§ **Directions**
Could you repeat, word for word, every line from the one containing "Query: white boat" through the final line of the records below, and nothing else?

§ **Data shown**
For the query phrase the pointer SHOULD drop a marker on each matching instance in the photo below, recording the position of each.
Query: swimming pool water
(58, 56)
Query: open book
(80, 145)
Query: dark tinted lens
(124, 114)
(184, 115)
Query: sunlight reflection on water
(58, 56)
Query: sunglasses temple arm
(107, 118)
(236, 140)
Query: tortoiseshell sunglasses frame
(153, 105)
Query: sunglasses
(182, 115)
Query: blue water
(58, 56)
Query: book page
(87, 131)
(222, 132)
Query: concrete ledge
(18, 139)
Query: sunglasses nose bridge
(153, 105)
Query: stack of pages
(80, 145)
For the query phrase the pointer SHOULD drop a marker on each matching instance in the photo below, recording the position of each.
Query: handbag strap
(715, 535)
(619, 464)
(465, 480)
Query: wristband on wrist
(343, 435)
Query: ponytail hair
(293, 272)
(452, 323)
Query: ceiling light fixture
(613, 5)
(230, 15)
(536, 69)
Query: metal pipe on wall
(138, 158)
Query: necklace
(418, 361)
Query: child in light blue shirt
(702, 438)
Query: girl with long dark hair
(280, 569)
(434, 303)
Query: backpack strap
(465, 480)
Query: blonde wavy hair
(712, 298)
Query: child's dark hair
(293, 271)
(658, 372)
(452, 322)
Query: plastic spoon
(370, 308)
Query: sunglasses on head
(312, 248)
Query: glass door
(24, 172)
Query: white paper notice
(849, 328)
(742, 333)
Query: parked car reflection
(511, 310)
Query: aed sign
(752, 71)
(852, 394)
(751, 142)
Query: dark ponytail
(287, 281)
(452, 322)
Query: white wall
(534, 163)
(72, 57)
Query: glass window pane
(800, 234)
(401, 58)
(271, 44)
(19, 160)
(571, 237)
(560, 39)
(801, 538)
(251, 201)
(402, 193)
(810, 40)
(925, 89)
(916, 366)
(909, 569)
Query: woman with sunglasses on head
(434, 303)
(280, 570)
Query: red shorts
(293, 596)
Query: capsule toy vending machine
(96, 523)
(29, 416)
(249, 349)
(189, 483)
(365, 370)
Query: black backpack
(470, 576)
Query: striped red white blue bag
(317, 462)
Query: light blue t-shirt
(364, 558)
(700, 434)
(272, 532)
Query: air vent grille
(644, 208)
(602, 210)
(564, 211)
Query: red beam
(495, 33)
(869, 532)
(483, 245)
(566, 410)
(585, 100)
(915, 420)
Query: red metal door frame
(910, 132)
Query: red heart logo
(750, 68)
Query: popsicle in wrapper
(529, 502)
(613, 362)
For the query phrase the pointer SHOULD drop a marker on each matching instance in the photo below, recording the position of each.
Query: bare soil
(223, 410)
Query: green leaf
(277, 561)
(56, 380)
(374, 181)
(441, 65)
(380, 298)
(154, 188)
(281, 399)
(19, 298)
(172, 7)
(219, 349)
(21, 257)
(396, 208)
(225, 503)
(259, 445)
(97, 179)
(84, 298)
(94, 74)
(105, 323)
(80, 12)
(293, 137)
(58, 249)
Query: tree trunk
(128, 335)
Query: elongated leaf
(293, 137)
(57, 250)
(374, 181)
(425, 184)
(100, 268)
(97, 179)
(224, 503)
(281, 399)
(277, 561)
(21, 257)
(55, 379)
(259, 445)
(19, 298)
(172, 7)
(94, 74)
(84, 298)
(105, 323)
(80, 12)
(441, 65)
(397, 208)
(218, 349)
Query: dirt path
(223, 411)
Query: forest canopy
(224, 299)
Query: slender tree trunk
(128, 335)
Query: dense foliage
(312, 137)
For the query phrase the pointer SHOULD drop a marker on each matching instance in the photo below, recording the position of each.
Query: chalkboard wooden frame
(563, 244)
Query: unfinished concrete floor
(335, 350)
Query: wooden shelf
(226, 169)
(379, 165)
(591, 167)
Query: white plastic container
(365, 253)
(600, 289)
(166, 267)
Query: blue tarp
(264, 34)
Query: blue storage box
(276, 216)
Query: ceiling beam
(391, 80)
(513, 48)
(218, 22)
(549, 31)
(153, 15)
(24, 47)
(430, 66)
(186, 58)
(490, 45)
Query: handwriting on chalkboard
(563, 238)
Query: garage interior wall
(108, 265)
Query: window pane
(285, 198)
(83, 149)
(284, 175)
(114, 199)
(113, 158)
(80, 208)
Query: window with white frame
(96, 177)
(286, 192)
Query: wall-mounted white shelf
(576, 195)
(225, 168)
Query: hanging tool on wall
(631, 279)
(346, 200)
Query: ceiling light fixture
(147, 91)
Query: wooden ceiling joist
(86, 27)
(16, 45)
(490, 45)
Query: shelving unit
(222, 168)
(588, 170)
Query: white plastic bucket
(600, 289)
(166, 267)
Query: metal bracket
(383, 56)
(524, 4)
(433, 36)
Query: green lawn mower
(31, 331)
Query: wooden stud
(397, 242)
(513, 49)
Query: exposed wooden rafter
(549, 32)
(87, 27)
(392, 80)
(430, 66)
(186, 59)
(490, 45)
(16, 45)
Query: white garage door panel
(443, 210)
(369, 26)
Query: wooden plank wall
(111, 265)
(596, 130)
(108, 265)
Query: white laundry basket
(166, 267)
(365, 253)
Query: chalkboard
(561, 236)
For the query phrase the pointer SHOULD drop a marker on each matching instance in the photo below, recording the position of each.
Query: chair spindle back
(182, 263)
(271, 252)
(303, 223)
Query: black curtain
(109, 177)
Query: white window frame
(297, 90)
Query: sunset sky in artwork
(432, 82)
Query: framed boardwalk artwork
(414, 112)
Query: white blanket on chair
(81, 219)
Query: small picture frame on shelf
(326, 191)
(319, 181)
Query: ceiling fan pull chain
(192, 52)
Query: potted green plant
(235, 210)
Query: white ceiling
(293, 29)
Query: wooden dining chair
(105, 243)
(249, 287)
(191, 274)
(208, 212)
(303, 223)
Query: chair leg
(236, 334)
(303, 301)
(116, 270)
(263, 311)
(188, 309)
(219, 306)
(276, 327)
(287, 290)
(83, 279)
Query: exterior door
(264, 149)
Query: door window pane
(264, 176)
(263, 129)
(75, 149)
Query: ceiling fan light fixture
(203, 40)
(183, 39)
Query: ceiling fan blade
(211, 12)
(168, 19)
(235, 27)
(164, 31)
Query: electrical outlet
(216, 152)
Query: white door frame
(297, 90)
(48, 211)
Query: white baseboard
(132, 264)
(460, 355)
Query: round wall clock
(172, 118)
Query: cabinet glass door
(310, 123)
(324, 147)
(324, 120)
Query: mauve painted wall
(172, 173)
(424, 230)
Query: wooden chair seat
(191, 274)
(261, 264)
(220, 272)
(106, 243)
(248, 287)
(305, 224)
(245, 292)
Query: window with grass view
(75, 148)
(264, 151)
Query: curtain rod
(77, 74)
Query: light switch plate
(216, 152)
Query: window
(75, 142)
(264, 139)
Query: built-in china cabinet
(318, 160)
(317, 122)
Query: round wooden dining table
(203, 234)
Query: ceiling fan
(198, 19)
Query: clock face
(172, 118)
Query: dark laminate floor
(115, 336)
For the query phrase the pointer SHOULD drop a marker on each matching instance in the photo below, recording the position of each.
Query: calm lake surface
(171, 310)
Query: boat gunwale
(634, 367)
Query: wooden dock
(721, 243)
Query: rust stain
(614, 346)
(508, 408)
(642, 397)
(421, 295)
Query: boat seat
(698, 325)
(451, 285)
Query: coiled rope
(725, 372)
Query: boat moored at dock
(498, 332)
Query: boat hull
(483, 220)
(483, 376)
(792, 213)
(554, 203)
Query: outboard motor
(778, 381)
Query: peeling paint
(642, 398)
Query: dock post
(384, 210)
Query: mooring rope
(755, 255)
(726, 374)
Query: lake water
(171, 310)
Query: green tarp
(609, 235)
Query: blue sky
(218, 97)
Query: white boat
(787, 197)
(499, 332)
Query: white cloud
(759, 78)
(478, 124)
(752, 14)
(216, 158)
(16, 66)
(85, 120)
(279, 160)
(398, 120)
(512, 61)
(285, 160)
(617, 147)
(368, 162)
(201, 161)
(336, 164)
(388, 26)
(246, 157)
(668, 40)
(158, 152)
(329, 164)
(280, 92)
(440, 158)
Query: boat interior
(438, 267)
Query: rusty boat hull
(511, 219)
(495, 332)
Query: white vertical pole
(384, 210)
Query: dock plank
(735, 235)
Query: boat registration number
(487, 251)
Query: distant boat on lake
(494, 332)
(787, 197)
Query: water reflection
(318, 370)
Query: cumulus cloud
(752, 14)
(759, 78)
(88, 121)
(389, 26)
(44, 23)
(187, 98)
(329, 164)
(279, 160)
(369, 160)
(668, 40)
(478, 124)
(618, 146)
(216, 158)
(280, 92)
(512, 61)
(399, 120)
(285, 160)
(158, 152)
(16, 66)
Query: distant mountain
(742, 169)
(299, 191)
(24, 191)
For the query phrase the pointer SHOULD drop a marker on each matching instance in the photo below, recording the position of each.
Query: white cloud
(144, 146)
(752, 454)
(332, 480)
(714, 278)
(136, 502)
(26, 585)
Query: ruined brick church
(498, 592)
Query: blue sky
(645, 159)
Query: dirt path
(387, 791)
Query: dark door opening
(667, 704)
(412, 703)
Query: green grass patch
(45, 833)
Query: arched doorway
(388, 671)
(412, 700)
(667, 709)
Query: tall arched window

§ **Result of this exercise**
Query: white boat
(787, 197)
(499, 332)
Query: white cloud
(759, 78)
(478, 124)
(752, 14)
(216, 158)
(16, 66)
(85, 120)
(279, 160)
(398, 120)
(512, 61)
(285, 160)
(617, 147)
(368, 162)
(201, 161)
(336, 164)
(388, 26)
(246, 157)
(668, 40)
(158, 152)
(329, 164)
(280, 92)
(440, 158)
Query: boat interior
(438, 267)
Query: rusty boat hull
(511, 219)
(495, 332)
Query: white vertical pole
(384, 210)
Query: dock plank
(735, 235)
Query: boat registration number
(487, 251)
Query: distant boat on lake
(494, 332)
(787, 197)
Query: water reflection
(318, 370)
Query: cumulus cloud
(752, 14)
(759, 78)
(88, 121)
(389, 26)
(44, 23)
(187, 98)
(329, 164)
(279, 160)
(369, 160)
(668, 40)
(478, 124)
(618, 146)
(216, 158)
(280, 92)
(512, 61)
(399, 120)
(285, 160)
(158, 152)
(16, 66)
Query: distant mountain
(742, 169)
(299, 191)
(24, 191)
For the query phrase the pointer SHOULD drop a marker on each matching instance in the photo below, recording the position of each.
Query: white cloud
(144, 146)
(752, 454)
(332, 480)
(714, 278)
(136, 502)
(26, 585)
Query: ruined brick church
(498, 592)
Query: blue sky
(645, 159)
Query: dirt path
(387, 791)
Query: dark door opening
(667, 704)
(412, 703)
Query: green grass patch
(45, 833)
Query: arched doorway
(388, 671)
(412, 700)
(667, 709)
Query: tall arched window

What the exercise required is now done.